**** Приведённый текст

С Карановым и Салтыковым я знаком приблизительно: с первым с 1938 года, со вторым по совместной учебе в Художественном училище. Более или менее близкое общение я с ними стал поддерживать с начала 1941 года, посещал их на квартире и иногда вместе выпивали. На этих выпивках мы вели беседы о <нрзб>, высказывая недовольство материальным положением трудящихся и отдельными мероприятиями Советской Власти. С Салтыковым я имел общение до призыва его в армию в июле или августе 1941 г., с Карановым до сентября 1941 г., до момента призыва меня в армию».
Что-то скрывать и дальше Частову, видимо, уже не имело смысла. Последующие его допросы лишь проясняли картину для следователей:
«Общаясь с Карановым Александром и Салтыковым Константином Макаровичем, я из бесед с ними вывел заключение, что они настроены антисоветски. Еще до начала войны Германии против Советского Союза, я – Частов, Каранов и Салтыков, бывая вместе, в беседах выражали иногда свое отрицательное отношение к проводимым отдельным мероприятиям Советской власти. Эти беседы у нас происходили обычно в квартире Каранова, у которого одно время жил и Салтыков, за выпивкой, а также на улице после выпивки. Привести сейчас темы наших бесед в то время и конкретные факты наших антисоветских высказываний, я за давностью сейчас затрудняюсь, но могу сказать, что обычно они были связаны с тем или иным указом правительства. С началом войны с Германией т.е. с лета 1941 года я с Салтыковым почти перестал встречаться, а с Карановым стал встречаться часто, так как мы с ним работали вместе в “Агитокно”, он в качестве поэта, а я в качестве художника. В первые дни войны в одной из встреч на квартире у Каранова, он в разговоре со мною заявил: «Как ни лизали … Гитлеру, а все же он против Советского Союза выступил, а теперь нашим же хлебом будет нас бить». К сводкам информбюро Каранов относился весьма недоверчиво, говоря, что нет объективности в этих сообщениях. В августе 1941 года мы находились с ним на площадке Водников, где в беседе о положении на фронте, Каранов заявил: “Мы уже много зазнавались, надо было меньше шуметь и кричать, а строить больше самолетов и танков”. Примерно в августе 1941 года в квартире Каранова, между нами возник разговор, сводившийся к тому, что если тебя не удовлетворяет место работы, все же уйти нельзя. По этому поводу Каранов сказал: «Рабочих зажали в кулак и пикнуть не дают». <…>
Другие факты антисоветских высказываний со стороны Каранова я вспомнить затрудняюсь, тем более после сентября 1941 года т.е. после мобилизации меня в армию я с Карановым не виделся. <…>
Если я мог с кем-либо делится по поводу того, что мною изложено в анонимном письме на имя писателя Толстого, то только с Карановым, но действительно ли я с ним делился, об этом я сейчас не помню».

********
**** Исходные данные

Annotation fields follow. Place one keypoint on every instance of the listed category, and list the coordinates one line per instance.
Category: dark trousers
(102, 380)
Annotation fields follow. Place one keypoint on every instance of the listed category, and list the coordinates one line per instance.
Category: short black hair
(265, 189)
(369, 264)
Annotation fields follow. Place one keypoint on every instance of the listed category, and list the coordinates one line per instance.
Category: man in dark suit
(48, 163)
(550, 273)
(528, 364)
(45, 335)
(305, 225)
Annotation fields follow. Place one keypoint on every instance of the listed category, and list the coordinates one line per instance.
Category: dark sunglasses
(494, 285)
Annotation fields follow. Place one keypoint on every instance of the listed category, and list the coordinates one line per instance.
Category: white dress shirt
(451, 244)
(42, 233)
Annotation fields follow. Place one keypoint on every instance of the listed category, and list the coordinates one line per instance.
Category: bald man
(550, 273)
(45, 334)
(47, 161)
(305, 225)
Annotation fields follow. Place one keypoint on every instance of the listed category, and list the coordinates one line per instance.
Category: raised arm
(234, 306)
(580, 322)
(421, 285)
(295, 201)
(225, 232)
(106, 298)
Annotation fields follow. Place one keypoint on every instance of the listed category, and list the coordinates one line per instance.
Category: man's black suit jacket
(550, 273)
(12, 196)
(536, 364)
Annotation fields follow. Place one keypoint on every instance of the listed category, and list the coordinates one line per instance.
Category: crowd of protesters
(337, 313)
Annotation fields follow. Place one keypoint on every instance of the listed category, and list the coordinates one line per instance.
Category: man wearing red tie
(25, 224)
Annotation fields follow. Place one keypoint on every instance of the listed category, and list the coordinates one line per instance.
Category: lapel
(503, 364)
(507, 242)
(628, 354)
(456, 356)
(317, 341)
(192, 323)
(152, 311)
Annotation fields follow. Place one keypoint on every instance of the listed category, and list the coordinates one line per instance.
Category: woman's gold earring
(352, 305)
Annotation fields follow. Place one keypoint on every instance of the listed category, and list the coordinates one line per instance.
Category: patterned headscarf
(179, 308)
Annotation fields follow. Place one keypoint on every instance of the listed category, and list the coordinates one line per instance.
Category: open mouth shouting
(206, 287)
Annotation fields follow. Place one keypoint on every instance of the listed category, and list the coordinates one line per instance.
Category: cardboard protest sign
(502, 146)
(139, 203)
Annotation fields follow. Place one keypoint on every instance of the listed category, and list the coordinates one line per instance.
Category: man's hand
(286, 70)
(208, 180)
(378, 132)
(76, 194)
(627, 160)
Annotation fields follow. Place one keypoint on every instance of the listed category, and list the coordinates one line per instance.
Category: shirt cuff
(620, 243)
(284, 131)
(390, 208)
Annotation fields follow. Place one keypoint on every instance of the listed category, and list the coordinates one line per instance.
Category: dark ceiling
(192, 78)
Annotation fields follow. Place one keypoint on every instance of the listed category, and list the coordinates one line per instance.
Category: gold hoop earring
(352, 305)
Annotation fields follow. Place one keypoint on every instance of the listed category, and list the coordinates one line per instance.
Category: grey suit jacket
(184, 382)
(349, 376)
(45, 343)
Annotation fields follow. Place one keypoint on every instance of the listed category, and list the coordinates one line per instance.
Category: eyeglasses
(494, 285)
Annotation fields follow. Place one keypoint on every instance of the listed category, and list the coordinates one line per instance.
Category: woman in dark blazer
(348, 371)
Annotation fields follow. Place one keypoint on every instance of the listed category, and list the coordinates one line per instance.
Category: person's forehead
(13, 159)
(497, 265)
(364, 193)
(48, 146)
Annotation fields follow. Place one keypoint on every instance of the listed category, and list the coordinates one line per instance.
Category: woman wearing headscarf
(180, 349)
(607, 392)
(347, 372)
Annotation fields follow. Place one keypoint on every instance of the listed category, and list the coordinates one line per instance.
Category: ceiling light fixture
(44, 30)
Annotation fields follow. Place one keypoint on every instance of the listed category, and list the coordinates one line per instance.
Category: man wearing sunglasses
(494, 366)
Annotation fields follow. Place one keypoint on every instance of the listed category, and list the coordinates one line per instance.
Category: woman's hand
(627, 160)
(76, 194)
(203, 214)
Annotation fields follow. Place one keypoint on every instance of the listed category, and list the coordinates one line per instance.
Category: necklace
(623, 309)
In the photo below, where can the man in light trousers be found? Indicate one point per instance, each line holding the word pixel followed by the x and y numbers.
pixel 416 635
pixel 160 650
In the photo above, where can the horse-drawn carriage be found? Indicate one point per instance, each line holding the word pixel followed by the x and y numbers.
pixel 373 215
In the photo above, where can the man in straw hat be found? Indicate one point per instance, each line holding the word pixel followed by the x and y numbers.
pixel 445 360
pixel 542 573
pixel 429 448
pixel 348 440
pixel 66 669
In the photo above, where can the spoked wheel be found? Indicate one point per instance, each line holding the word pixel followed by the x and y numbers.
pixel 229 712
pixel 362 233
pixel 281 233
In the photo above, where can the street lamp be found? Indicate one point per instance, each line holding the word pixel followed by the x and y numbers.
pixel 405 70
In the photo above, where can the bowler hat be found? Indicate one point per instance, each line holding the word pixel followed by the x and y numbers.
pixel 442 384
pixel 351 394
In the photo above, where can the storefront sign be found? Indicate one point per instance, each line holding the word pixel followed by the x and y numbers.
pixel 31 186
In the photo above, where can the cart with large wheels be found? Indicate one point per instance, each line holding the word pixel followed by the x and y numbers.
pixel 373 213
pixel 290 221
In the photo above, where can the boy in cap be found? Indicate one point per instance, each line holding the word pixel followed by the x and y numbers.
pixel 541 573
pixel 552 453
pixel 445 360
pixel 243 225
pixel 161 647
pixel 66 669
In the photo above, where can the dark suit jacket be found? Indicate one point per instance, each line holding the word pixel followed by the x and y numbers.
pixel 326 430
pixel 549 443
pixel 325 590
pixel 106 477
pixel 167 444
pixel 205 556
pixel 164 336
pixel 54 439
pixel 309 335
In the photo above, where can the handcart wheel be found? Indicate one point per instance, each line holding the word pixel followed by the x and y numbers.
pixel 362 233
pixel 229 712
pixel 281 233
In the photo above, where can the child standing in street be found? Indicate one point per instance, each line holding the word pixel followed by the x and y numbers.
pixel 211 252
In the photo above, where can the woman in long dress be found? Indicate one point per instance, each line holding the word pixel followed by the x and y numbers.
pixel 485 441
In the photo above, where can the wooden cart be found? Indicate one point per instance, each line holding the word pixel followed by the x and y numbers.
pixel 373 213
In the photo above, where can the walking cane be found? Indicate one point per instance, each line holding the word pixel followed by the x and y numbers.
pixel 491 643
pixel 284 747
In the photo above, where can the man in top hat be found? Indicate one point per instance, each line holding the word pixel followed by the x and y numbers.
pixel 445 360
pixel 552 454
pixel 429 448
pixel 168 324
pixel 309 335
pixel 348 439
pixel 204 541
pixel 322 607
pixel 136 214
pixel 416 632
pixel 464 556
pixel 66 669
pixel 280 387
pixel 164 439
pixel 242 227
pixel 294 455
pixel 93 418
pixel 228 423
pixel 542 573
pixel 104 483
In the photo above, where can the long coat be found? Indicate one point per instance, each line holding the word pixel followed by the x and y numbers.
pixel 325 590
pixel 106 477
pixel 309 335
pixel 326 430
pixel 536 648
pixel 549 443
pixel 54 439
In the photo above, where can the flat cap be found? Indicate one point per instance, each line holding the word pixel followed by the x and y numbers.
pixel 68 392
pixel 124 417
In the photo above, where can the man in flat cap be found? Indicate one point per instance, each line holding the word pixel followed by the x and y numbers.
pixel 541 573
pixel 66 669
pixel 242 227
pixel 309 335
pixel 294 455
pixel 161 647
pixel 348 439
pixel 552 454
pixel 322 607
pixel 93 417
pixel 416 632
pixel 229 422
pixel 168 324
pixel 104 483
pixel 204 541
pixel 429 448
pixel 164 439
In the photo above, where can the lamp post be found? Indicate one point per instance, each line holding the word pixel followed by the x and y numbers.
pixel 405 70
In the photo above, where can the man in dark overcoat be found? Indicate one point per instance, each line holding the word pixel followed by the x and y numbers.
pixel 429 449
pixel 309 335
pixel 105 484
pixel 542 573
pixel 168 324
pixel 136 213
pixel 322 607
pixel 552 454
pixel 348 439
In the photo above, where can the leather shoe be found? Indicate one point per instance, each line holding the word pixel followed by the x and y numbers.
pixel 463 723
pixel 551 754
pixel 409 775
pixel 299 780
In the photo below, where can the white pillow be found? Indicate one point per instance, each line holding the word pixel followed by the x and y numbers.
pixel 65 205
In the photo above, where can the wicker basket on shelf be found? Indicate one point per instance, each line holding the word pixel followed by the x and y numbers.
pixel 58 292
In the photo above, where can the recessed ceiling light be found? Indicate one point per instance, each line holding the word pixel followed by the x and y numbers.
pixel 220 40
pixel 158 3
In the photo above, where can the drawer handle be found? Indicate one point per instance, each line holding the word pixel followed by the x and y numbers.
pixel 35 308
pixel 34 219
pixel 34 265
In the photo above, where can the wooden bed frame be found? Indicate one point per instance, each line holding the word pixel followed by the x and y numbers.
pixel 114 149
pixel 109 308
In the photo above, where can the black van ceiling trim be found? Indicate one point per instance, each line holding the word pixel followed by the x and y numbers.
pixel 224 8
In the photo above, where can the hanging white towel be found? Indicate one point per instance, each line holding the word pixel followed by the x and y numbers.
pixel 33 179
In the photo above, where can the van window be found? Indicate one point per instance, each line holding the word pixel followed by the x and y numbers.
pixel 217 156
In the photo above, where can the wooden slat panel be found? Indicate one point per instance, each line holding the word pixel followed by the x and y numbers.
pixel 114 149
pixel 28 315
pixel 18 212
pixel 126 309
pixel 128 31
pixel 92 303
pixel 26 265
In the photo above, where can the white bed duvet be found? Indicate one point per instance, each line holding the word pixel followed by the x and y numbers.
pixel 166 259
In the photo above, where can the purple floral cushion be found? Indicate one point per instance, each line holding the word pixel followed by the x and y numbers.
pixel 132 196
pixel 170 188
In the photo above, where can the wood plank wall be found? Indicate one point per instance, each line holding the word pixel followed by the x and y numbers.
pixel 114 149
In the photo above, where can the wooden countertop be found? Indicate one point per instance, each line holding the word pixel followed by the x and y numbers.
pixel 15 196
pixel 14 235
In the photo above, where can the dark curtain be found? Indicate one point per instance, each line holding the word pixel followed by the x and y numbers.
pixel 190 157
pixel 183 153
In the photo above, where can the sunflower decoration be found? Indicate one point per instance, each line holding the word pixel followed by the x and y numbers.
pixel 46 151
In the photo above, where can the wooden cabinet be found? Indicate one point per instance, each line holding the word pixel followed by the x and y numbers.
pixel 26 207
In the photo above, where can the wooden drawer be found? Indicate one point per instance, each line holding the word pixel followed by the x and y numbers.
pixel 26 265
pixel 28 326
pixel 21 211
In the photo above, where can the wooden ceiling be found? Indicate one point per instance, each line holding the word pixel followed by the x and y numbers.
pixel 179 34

********

# [Задания]
(a) Ответьте по тексту о показаниях Частова:
(i) С какого года Частов знаком с Карановым?
(ii) В каком качестве Каранов работал в «Агитокно»?
(iii) На чьё имя было анонимное письмо?
(b) Соберите из строк выше все, в которых есть слово «headscarf».

# [Ответы к упражнениям]
(a)
(i) С 1938 года.
(ii) В качестве поэта.
(iii) На имя писателя Толстого.

(b)
Category: patterned headscarf
Category: woman wearing headscarf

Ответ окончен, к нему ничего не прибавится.